___ Available records ___

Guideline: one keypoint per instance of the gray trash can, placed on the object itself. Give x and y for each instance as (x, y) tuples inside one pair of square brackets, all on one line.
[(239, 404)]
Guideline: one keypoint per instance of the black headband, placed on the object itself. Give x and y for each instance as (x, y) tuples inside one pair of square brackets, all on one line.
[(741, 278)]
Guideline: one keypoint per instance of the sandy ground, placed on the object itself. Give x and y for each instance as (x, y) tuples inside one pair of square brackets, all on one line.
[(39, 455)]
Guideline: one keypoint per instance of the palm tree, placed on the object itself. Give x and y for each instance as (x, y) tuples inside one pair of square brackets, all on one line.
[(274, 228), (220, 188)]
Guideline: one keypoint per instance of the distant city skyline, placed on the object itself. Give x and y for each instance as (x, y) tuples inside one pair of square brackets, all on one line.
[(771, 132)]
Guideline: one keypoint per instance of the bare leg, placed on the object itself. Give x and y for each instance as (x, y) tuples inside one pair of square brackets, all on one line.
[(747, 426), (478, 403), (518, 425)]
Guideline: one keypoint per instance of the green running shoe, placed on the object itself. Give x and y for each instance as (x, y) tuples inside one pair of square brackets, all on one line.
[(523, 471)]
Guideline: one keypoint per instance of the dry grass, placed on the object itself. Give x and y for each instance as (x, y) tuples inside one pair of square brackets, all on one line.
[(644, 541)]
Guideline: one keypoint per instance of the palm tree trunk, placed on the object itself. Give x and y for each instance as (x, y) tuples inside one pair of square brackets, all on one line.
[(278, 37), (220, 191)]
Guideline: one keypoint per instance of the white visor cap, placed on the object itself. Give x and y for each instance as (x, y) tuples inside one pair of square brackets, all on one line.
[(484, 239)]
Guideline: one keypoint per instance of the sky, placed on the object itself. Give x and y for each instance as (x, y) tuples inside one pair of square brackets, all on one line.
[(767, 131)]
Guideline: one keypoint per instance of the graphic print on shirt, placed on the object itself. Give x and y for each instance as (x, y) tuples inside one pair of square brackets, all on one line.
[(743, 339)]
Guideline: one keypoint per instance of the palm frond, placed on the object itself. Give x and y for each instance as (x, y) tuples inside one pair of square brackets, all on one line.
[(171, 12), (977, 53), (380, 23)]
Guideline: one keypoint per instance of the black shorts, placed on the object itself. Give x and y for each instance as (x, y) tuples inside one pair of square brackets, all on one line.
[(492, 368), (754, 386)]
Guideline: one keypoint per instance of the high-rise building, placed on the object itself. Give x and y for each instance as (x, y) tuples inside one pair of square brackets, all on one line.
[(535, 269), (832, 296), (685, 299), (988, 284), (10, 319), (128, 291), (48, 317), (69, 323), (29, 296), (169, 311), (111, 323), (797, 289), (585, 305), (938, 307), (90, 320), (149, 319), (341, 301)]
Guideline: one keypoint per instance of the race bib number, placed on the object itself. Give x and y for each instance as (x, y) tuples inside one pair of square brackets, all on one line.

___

Required work
Please copy every line of the listing above without any changes.

Solution
Guideline: one keypoint per instance of the gray trash can, placed on the object itself. Give x and y for each instance as (x, y) tuples inside one pair of square brackets, all on one line.
[(239, 404)]
Guideline: one keypoint per instance of the black headband, placed on the object itself. Give x and y for each instance as (x, y) tuples inside one pair of square brackets, all on one line.
[(741, 278)]
Guideline: one keypoint per instance of the sandy ground, placed on the object itself. Give x and y for each instance as (x, y) tuples inside one pair of square brackets, all on one line.
[(39, 455)]
Guideline: one keypoint per instance of the palm tree, placed on the object itself. Give x and y for each instance as (x, y) tuples inside one pair of square brackets, all on one line.
[(274, 228), (220, 188)]
Guideline: one keypoint per instance of the distant city skyline, placed on the object itself. Give x and y for each instance as (x, y) tuples inside one pair of square brackets, all on one line.
[(771, 132)]
Guideline: one keypoint per instance of the bare leg, placed on the object itself. Give x and y for each instance as (x, y) tuples inside one pair of square brackets, all on one line.
[(747, 426), (478, 403), (518, 425)]
Guideline: one keypoint per instance of the green running shoe, placed on the object itself. Give x and y for each instance as (x, y) tuples inside one pair of square brackets, all on one line.
[(523, 471)]
Guideline: one keypoint per instance of the dry grass, placed on the object itself. Give x and y for each instance as (x, y) tuples inside one pair of square brackets, all on one line.
[(644, 541)]
Guideline: one keypoint per instance of the palm tree trunk, placed on the object itself. Give x and y for each instance as (x, y) tuples inside one pair of square brackets, all on one line.
[(278, 37), (220, 191)]
Guideline: one keypoint per instance of the white visor cap, placed on the object itself. Give x and y for each instance as (x, y) tuples inside one pair of square brackets, all on one line.
[(484, 239)]
Guideline: one keypoint per instance of the sky, placed on the object itself. Give x and y for each instance as (x, y) tuples inside one pair of square brackets, all on one line.
[(767, 131)]
Guideline: one keypoint per instance of the graphic print on shirt, placed on the object itself. Give x and y for each instance as (x, y) tuples inside one pair of square brackets, all on one line.
[(743, 339)]
Guideline: one keypoint per instance of the palm frond, placed on the object itself. Give x and y for each instance as (x, y) tuples inside one pair of square brackets, all on one line.
[(171, 12), (977, 53), (380, 23)]
Guideline: one keypoint per instance of the black shorts, placed on the object itself. Give x and y for each instance as (x, y) tuples inside one pair of square brackets, all on one line.
[(492, 368), (754, 386)]
Guideline: one keypoint per instance of the high-rise building, placed on the object itself. Give x and y for each instance as (x, y) tuples inside one pair of square brackets, all on one line.
[(535, 269), (832, 296), (685, 299), (988, 284), (10, 319), (128, 291), (48, 317), (69, 323), (29, 296), (169, 311), (111, 323), (797, 289), (585, 305), (938, 307), (90, 320), (149, 319), (341, 301)]
Guideline: one keypoint per instance of the race bib number, placed on the object itself. Give x and y for each instance as (x, y) tuples inside one pair of square brackets, all on one line.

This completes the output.